# Fragmento seleccionado
+ + +

Entonces yo solo apuntaba (No sé qué. Ni siquiera sé dónde quedaron esas libretas de notas. Creo que me fijaba en ciertos detalles de las frutas, del agua que caía en un chorro muy débil por uno de los lados del estanque.) Durante el almuerzo me quedaba en la cocina. Después de cenar me quedaba en el comedor, preguntándoles cómo se llamaba ese maíz que trituraban, mezclaban con azúcar fina y se comían de postre. Quería saber cómo se llamaban esos pájaros que seguían volando entre la paja del techo de la bodega hasta que se cerraba la noche sobre la chacra y sólo se escuchaba el ruido del viento y aparecían las estrellas.
La violencia era solo una sospecha, y nadie entendía por qué mi tío quería volver a ser candidato a alcalde si ese pueblo no tenía salvación.
Cada noche, esos niños con los que no podía competir en el verano porque sabían caminar entre las piedras (descalzos) mucho mejor que yo, y también sabían sacar mariscos de las rocas del fondo del pozo con una red amarrada a la cintura, mientras alguien les avisaba si la ola venía; se metían al mar con zapatos (jamás pude hacerlo: encontraba tan poco placentero eso de meterme al mar con los pies envueltos), esos niños que vivían en ese pueblo todas las demás estaciones, dormían sabiendo que podía ser la última. Y a veces se iban al cine, a mirar películas en un televisor de 24 pulgadas. Allí los encontró el ruido de las balas.
Supe que abandonaron todo. Era el año 1990. Yo acababa de ingresar a la universidad y el mundo en que vivíamos se estaba derrumbando sin que supiéramos que se podía hacer algo para salvarlo. Éramos clase media alta y creíamos en eso que dice el himno nacional: seámoslo siempre. Ya nos habían ofrecido emigrar pero estábamos esperando primero a que se hunda el barco. Se hundía de a pocos. Las últimas esperanzas estaban puestas en una elección presidencial que nos había colocado a todos contra todos.

+ + +

# Datos disponibles
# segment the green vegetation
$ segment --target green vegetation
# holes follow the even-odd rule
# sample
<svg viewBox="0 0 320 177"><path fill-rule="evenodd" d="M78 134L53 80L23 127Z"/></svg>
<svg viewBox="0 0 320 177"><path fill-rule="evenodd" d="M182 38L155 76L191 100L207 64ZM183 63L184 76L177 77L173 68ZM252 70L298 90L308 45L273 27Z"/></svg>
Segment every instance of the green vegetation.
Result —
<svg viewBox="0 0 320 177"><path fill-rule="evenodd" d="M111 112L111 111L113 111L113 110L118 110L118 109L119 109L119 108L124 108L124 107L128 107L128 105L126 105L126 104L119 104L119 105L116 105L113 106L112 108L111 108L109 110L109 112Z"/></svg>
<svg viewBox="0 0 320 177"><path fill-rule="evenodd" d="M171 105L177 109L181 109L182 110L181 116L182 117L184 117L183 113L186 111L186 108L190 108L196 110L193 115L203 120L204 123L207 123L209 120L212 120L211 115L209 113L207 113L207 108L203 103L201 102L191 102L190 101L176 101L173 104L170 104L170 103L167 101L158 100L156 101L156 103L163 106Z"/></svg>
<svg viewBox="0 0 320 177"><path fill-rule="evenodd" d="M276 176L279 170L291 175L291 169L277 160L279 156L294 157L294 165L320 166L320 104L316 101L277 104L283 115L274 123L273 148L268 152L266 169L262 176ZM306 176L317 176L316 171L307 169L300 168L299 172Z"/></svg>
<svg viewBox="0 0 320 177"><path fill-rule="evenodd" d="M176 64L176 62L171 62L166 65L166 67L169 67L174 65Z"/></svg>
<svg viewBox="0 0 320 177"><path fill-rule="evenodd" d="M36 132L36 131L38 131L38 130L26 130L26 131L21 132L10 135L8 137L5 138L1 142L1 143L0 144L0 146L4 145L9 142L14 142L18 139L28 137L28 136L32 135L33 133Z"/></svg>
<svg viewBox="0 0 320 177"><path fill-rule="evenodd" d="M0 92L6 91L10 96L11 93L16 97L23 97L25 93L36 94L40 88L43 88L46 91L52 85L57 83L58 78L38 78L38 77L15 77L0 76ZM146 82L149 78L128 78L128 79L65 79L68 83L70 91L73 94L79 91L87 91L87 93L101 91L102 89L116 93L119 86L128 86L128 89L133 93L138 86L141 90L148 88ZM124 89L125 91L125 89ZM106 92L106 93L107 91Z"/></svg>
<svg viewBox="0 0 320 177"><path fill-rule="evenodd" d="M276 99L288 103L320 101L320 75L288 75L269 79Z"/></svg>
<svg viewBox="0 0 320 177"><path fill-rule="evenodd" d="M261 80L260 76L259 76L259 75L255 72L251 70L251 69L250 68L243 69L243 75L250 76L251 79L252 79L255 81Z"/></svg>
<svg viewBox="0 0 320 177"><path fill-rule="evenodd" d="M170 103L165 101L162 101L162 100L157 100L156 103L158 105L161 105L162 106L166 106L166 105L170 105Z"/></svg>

+ + +

# Qué hacer
Prosigue el relato sobre los recuerdos del pueblo y la llegada de la violencia a partir de su última oración, la que termina en «a todos contra todos».

# Respuesta
En la universidad, con mis compañeros, recorrimos las cárceles de Lima buscando a gente a quien el pastel les hubiera arruinado la vida por completo: encontramos a algunos cuantos, nos los pusieron enfrente para que los filmáramos: había un tipo que cada semana terminaba en prisión. Otro día nos llevaron a Castro Castro para que le hiciéramos una entrevista a El Padrino, representante legal de los presos. Entramos a Santa Mónica. En cada uno de esos penales éramos recibidos como unos payasos a quienes nadie conoce, que son bienvenidos porque vienen acompañados de los dueños del circo.
Tanta agua debajo del puente.
En esa época leía las historietas de Juan Acevedo, con títulos de ruidos (Trann) en una revista política. Hoy vengo en un tren, al lado de un río, y salen de la memoria esas imágenes. Entonces escribo esto que sale como una flaca corriente de ese riachuelo que bordeaba el estanque, mientras veo que el viento también mueve las hojas por acá.
Hay días en que merece la pena dar gracias. Algún aguafiestas me dirá que siempre hay que dar gracias. Hoy las doy, después de haber visto un video ilustrativo sobre lo que significa el Estado Islámico y otras zonas del universo no tan placenteras donde tal vez me toque reencarnarme, para odiar que las mujeres caminen sin velo, o que mi vecino se emborrache cuando le dé la gana, o que al otro lado de mi cerca, un buen pastor decida que le gusta más la poesía que el Libro Sagrado.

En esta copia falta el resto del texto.